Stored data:
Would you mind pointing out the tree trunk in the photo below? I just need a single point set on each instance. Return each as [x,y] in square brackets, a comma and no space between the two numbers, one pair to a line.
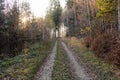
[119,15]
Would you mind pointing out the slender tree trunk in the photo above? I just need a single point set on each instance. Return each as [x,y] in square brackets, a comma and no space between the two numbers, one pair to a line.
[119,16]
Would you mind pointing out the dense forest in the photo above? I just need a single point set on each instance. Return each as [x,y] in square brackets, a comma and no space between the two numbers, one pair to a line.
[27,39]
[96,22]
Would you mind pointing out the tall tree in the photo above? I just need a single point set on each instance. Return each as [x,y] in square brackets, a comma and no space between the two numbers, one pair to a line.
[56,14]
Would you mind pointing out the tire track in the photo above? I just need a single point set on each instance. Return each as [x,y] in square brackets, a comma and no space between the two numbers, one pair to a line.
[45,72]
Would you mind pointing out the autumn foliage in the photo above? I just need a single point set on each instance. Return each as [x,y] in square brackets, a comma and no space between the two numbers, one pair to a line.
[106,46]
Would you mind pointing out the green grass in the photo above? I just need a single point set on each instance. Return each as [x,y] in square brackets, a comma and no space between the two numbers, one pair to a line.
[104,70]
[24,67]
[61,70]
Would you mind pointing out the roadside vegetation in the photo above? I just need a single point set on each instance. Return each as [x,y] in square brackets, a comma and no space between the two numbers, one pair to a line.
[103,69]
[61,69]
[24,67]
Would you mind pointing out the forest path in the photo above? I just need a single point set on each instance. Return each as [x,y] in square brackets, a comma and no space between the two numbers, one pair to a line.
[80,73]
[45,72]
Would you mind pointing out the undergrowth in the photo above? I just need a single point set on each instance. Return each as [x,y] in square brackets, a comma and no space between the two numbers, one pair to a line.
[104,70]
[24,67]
--
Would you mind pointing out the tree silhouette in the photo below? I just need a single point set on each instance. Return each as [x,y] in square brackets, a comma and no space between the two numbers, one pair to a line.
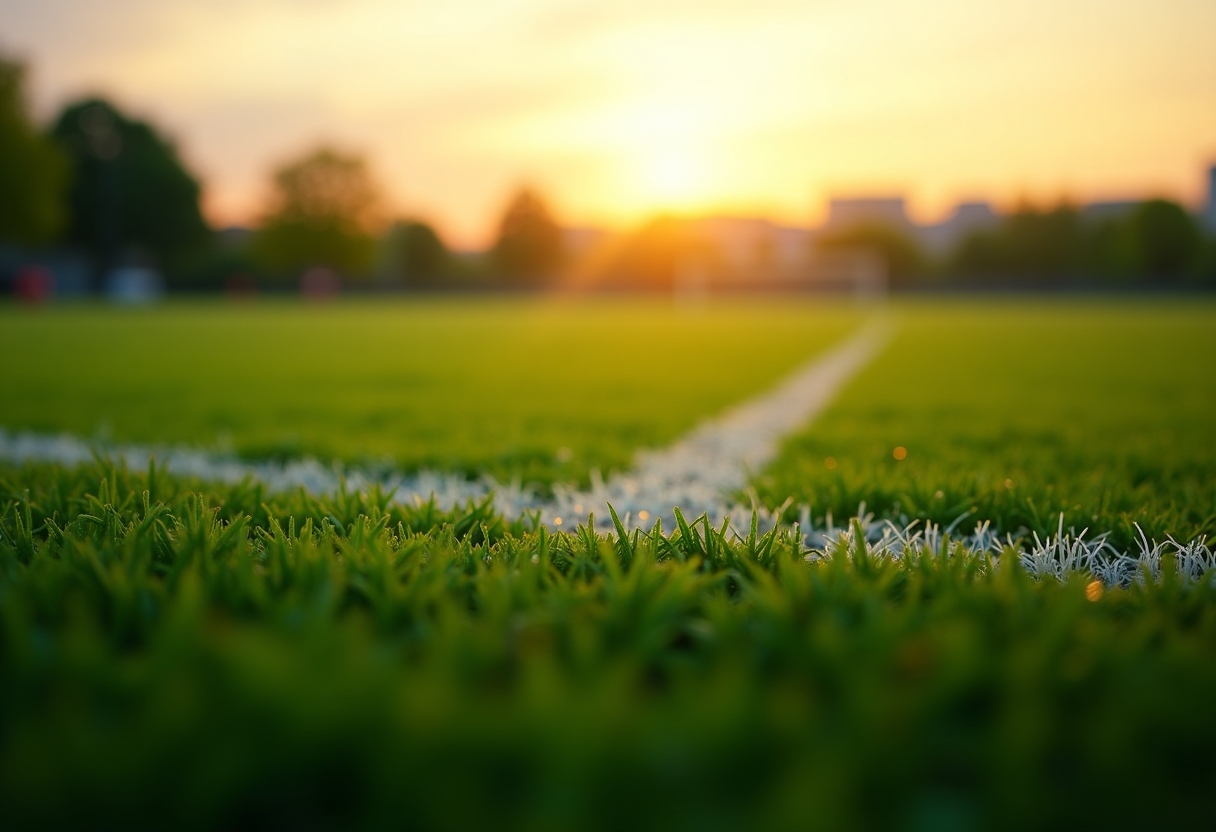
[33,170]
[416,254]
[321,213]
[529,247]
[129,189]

§ **PROBLEM DETAILS**
Count how many lines of the data contain the string "above", with case taken into account, and give only that number.

§ **COMPLETE ANSWER**
9